Problem statement
Translate into Spanish the following sentence from the passage on turning electricity into hydrocarbons: "In our current world, this makes negative sense."

-------- Document segment

Particularly when your electricity generating plants are burning hydrocarbons. And the electricity generated is going to... produce hydrocarbons. You'd be better off sticking your head up your own asshole, it's more efficient.

The best way this would make sense is if you're using electricity generated by non-hydrocarbon means (like solar or wind) that has availability issues and you're using this process to solve the power storage problem, instead of batteries or flywheels or whatnot. This might almost be worth doing, now.

Another way it could make sense would be if you had more electricity than you needed (would require tech advances, yes) and you wanted to turn some of that electricity into hydrocarbons because you wanted lubricants, say, or industrial feed stocks. In our current world, this makes negative sense.

----------------
-------- Data section

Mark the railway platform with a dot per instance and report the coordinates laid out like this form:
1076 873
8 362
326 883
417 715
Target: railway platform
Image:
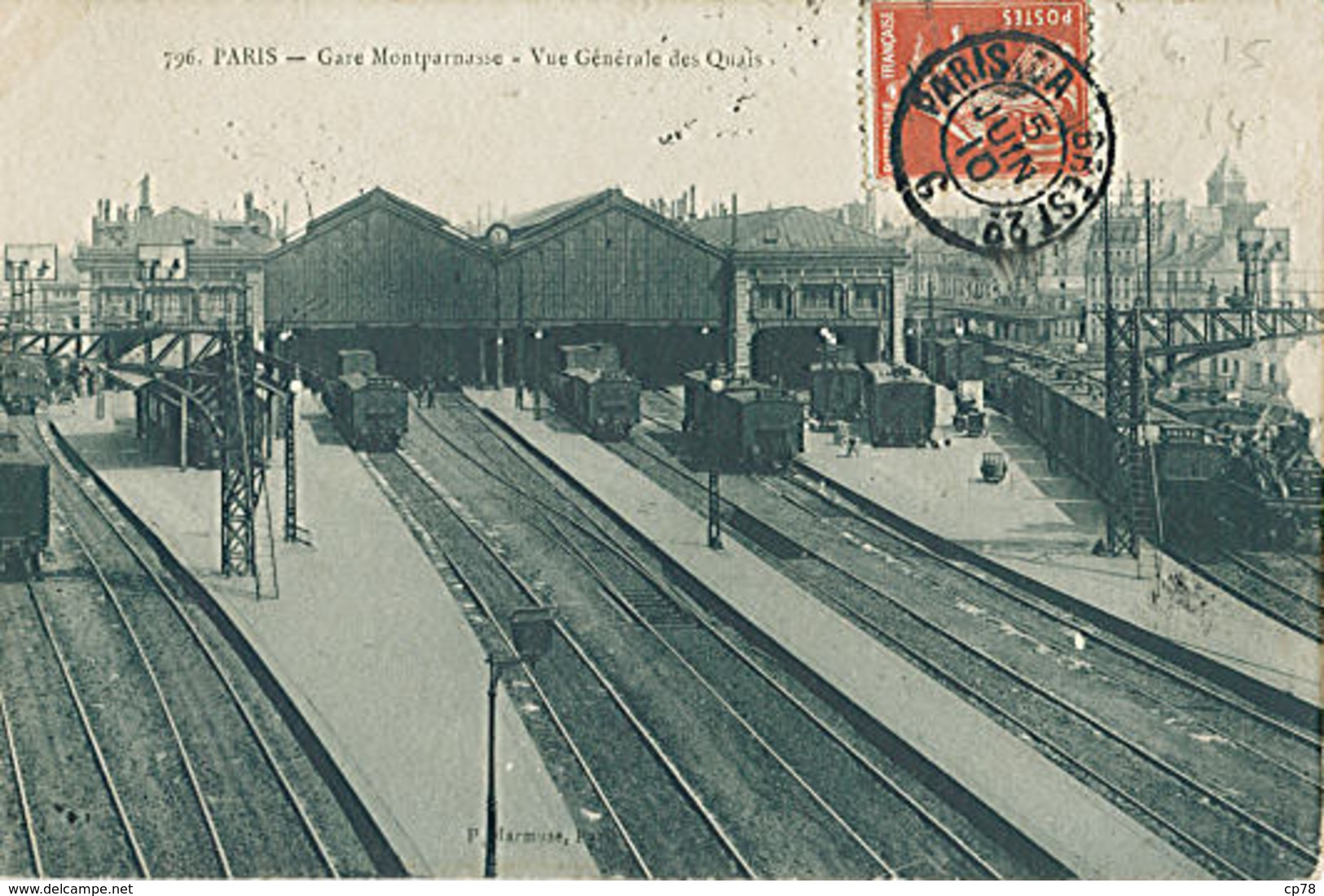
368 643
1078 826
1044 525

----------------
-------- Data section

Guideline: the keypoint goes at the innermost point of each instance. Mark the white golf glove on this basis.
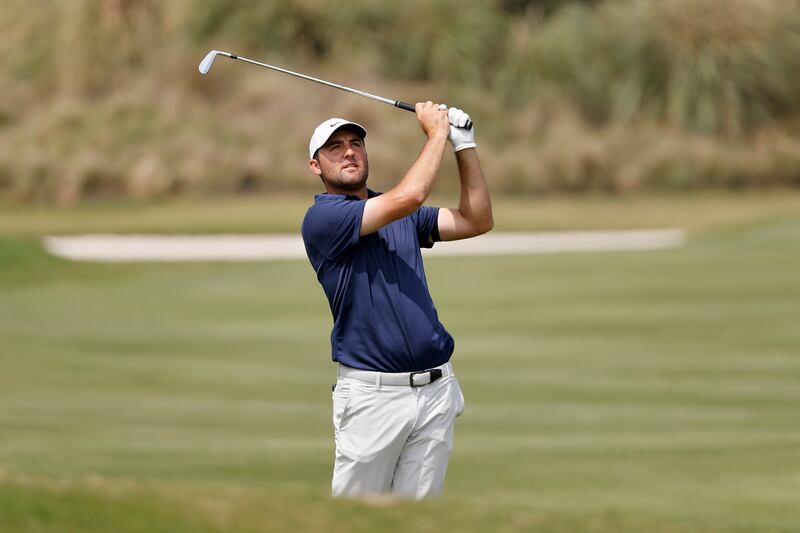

----------------

Output for this exercise
En nuestro mundo actual, esto tiene un sentido negativo.